## Start MATERIAL TO PROCESS

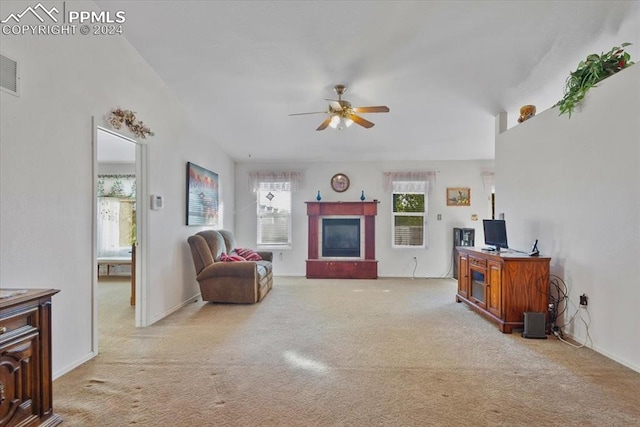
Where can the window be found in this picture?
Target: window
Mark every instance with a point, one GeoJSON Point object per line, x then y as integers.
{"type": "Point", "coordinates": [274, 215]}
{"type": "Point", "coordinates": [409, 225]}
{"type": "Point", "coordinates": [409, 191]}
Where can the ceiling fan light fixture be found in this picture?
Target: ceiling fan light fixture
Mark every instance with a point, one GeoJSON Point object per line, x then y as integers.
{"type": "Point", "coordinates": [339, 122]}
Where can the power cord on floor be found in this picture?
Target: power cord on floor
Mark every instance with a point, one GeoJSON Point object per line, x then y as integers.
{"type": "Point", "coordinates": [558, 305]}
{"type": "Point", "coordinates": [415, 266]}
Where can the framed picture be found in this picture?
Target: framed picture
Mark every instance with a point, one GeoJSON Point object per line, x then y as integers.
{"type": "Point", "coordinates": [202, 196]}
{"type": "Point", "coordinates": [458, 196]}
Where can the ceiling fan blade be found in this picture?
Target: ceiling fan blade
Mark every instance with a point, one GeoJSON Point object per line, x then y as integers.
{"type": "Point", "coordinates": [304, 114]}
{"type": "Point", "coordinates": [362, 122]}
{"type": "Point", "coordinates": [324, 124]}
{"type": "Point", "coordinates": [376, 109]}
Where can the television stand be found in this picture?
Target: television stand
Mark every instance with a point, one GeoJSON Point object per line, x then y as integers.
{"type": "Point", "coordinates": [502, 286]}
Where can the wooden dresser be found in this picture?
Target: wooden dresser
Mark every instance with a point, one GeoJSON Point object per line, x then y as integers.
{"type": "Point", "coordinates": [25, 359]}
{"type": "Point", "coordinates": [502, 286]}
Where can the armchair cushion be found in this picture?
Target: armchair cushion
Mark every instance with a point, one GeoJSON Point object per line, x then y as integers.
{"type": "Point", "coordinates": [248, 254]}
{"type": "Point", "coordinates": [231, 258]}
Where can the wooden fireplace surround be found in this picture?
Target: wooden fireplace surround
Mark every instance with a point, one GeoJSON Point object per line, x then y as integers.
{"type": "Point", "coordinates": [364, 268]}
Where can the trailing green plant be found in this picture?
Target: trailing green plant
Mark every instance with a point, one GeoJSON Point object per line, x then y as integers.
{"type": "Point", "coordinates": [591, 71]}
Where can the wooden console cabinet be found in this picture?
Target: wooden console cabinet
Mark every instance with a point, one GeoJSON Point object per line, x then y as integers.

## End MATERIAL TO PROCESS

[EXERCISE TASK]:
Copy out all of the records above word for word, leaving out the pictures.

[EXERCISE ANSWER]:
Where can the window be found in this picture?
Target: window
Mark every instance with a point, one GeoJSON Point object per line, x then y as integers.
{"type": "Point", "coordinates": [274, 215]}
{"type": "Point", "coordinates": [409, 225]}
{"type": "Point", "coordinates": [409, 191]}
Where can the ceiling fan light fixture be found in this picture?
Target: ceiling fan light fixture
Mark every instance with a point, one GeoJSON Point object per line, x then y as integers.
{"type": "Point", "coordinates": [339, 122]}
Where can the power cord on floor be found in this picture?
Target: power cord on floor
Mark every instance with a point, one GeoJSON Point object per line, x then y as integers.
{"type": "Point", "coordinates": [558, 305]}
{"type": "Point", "coordinates": [415, 266]}
Where can the framed picture be found in this picture?
Target: framed picture
Mark every instance with a point, one GeoJSON Point object per line, x then y as integers.
{"type": "Point", "coordinates": [202, 196]}
{"type": "Point", "coordinates": [458, 196]}
Where can the ceiling fan blade be found in this picture?
Target: ceiling fan blade
Mark every instance with a point, one GeoJSON Point object per line, x then y as integers.
{"type": "Point", "coordinates": [304, 114]}
{"type": "Point", "coordinates": [362, 122]}
{"type": "Point", "coordinates": [324, 124]}
{"type": "Point", "coordinates": [376, 109]}
Where can the television stand be found in this picture?
Target: television stand
Mark every instance with a point, one GeoJSON Point object per line, x then y as integers.
{"type": "Point", "coordinates": [502, 286]}
Where can the wooden dresser be found in this picture?
Target: wooden dresser
Mark every instance with a point, one GeoJSON Point object per line, x then y as integers.
{"type": "Point", "coordinates": [25, 359]}
{"type": "Point", "coordinates": [502, 286]}
Where can the armchair cushion be found in this picture?
Target: armchair cushion
Mark every instance with a point, one GeoJSON Point object per line, x then y as integers.
{"type": "Point", "coordinates": [248, 254]}
{"type": "Point", "coordinates": [231, 258]}
Where can the wooden fireplace surround be found in this picture?
Target: wooden fireplace surround
Mark every instance with a point, one GeoJSON Point object per line, x then y as integers.
{"type": "Point", "coordinates": [364, 268]}
Where can the trailing green plant be found in this picture?
Target: trailing green plant
Mark every instance with a point, one GeoJSON Point object per line, x then y as integers.
{"type": "Point", "coordinates": [591, 71]}
Where can the wooden console cabinet be found in this picture?
Target: wooden console cabinet
Mark every instance with a point, one GeoJSON Point object per line, x then y as integers.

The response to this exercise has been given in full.